Entries taken from a collection:
____________________

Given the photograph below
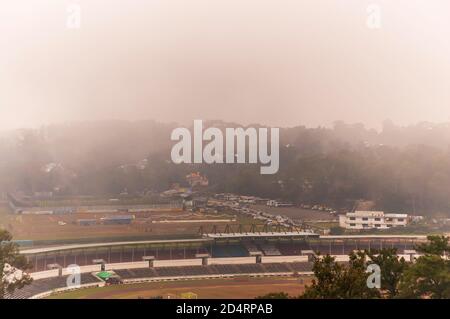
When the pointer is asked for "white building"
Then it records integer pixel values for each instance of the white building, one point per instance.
(372, 220)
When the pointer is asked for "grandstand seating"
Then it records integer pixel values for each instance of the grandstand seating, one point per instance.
(269, 249)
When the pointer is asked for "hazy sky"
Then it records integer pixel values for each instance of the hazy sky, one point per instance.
(268, 61)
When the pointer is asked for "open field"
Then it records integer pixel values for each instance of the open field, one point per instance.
(237, 288)
(48, 227)
(296, 213)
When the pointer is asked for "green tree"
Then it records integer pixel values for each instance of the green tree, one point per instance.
(12, 265)
(335, 280)
(429, 276)
(391, 267)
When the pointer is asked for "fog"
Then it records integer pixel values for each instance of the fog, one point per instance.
(280, 63)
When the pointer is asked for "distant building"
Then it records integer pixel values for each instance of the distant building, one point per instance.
(274, 203)
(117, 220)
(196, 179)
(87, 222)
(372, 220)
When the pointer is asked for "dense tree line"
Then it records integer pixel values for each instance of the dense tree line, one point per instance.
(401, 169)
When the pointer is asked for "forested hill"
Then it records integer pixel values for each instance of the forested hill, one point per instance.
(401, 168)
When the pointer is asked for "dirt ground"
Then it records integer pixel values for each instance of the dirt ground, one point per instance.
(238, 288)
(296, 213)
(49, 227)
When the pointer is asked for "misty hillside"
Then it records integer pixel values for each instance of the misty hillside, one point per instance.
(401, 168)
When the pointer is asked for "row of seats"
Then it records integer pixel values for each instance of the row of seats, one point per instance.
(213, 270)
(48, 284)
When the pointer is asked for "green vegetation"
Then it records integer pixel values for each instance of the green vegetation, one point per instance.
(12, 266)
(333, 166)
(428, 277)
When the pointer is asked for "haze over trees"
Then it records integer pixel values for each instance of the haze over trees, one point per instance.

____________________

PROBLEM: In the lines above, locate the string "trees". Copy every line where it occurs.

EXERCISE SOLUTION:
When the pointer is asked for "haze over trees"
Then it records integer pixel values for each instance of the haze over trees, one point per instance.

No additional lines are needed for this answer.